GIVEN RECORDS:
* Begin *
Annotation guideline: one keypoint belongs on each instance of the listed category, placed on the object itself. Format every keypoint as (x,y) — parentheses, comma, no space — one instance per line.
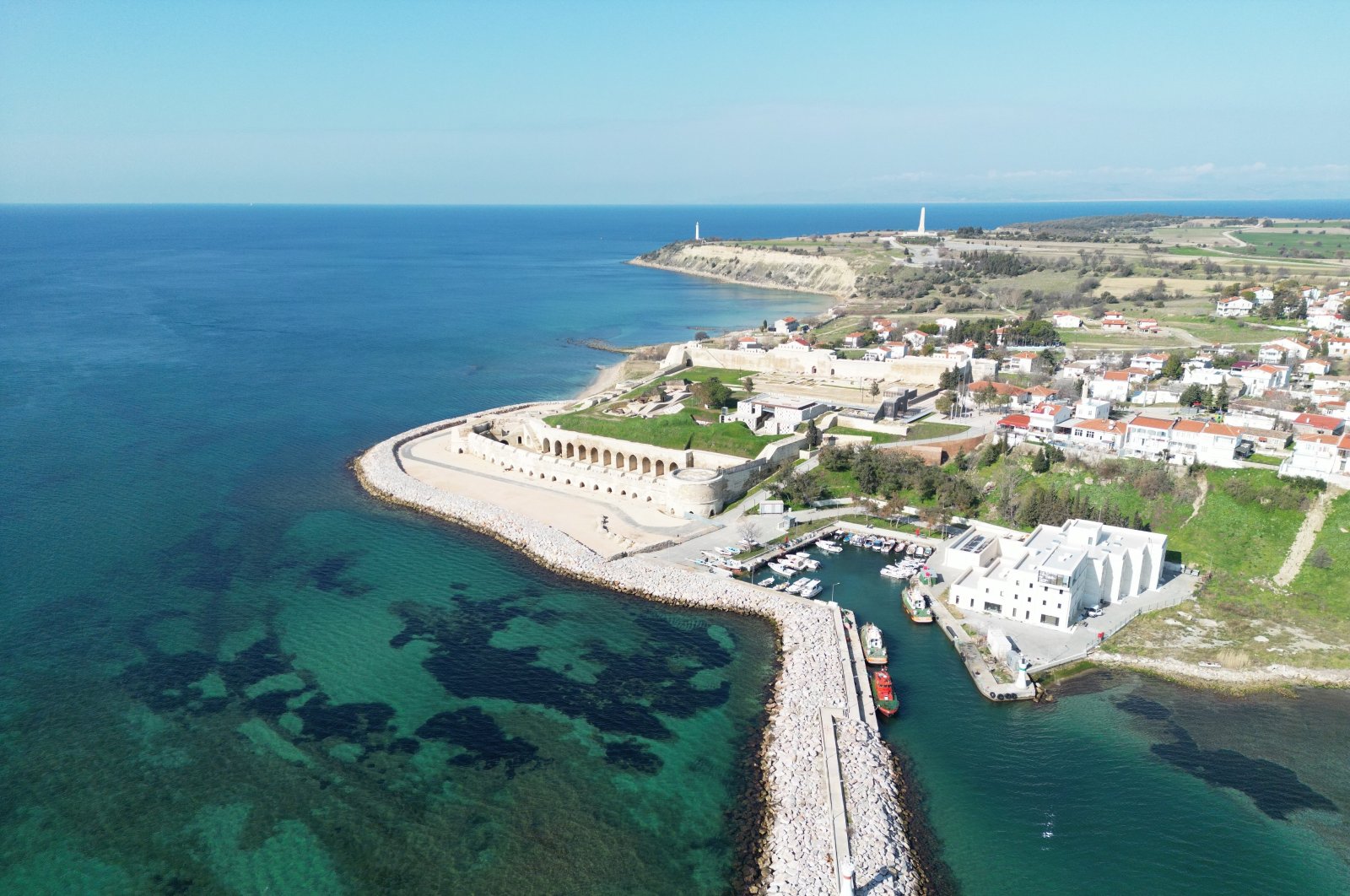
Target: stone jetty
(796,852)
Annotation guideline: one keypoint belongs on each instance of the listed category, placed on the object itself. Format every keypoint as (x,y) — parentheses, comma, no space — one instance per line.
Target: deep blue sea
(226,670)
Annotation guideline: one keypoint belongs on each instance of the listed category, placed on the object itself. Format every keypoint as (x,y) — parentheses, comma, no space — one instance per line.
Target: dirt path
(1307,535)
(1199,498)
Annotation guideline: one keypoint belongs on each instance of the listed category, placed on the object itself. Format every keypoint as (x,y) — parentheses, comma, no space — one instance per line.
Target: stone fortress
(675,482)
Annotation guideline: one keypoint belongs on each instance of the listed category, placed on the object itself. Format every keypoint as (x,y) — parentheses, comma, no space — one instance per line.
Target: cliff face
(756,267)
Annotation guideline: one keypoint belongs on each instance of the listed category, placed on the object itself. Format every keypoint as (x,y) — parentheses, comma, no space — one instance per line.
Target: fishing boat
(874,648)
(917,605)
(883,693)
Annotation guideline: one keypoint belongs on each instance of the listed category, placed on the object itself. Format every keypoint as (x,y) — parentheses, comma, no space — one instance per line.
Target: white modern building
(775,414)
(1053,575)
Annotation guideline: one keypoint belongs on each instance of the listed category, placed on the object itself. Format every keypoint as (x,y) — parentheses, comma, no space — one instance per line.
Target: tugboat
(874,650)
(917,606)
(884,694)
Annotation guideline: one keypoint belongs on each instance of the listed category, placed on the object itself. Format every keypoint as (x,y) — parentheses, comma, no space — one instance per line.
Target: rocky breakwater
(796,853)
(825,276)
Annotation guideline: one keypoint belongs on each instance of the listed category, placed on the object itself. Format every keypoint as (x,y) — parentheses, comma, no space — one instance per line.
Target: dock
(979,668)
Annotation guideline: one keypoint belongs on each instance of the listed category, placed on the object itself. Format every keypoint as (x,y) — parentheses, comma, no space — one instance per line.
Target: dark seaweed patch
(629,694)
(483,740)
(354,722)
(1145,707)
(632,756)
(1275,788)
(331,575)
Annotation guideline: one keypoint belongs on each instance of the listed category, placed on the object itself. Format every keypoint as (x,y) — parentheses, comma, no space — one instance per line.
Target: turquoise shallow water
(227,670)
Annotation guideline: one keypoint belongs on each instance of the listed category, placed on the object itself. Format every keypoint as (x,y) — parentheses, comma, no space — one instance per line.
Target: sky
(672,103)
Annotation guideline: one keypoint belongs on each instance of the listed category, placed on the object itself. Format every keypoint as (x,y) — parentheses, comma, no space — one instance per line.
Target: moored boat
(918,606)
(874,648)
(883,693)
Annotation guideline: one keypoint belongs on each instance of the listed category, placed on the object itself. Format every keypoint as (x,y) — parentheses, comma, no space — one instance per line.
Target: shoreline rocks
(796,849)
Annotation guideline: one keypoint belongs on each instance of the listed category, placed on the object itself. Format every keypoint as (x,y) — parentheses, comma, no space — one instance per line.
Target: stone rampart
(796,852)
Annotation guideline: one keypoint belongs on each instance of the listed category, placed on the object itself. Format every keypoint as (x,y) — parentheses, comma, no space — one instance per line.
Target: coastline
(1271,677)
(794,849)
(739,283)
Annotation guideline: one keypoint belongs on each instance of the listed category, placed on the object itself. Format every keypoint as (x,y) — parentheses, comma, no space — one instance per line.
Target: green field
(1269,243)
(1237,540)
(1326,591)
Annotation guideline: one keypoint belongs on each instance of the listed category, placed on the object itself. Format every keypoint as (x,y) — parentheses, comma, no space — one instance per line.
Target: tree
(1172,367)
(712,393)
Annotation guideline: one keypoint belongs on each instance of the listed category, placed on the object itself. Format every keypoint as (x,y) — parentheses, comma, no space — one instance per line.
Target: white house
(796,344)
(1056,574)
(1115,385)
(1233,306)
(1098,434)
(1181,441)
(1320,456)
(1045,418)
(1114,323)
(1262,378)
(775,414)
(1291,348)
(1152,362)
(1021,362)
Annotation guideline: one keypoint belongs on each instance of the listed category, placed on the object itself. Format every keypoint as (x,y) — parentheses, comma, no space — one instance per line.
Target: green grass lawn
(668,431)
(932,429)
(1269,242)
(1233,538)
(878,438)
(1326,591)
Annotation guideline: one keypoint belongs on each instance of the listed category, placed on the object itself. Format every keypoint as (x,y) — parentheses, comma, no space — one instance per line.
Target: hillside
(824,274)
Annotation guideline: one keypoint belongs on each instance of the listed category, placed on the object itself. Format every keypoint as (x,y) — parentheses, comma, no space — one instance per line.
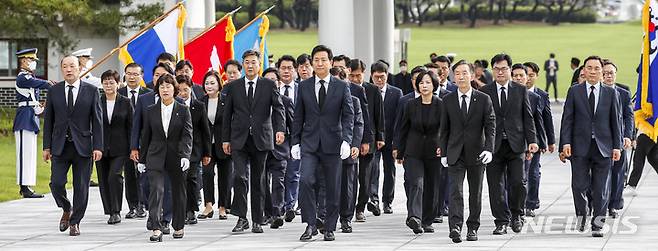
* End *
EXERCISE:
Collect every line of the rows above that contains the word "white", copying each line in full. Case counts.

ANSWER TO THE EXERCISE:
Target: white modern building
Target: white house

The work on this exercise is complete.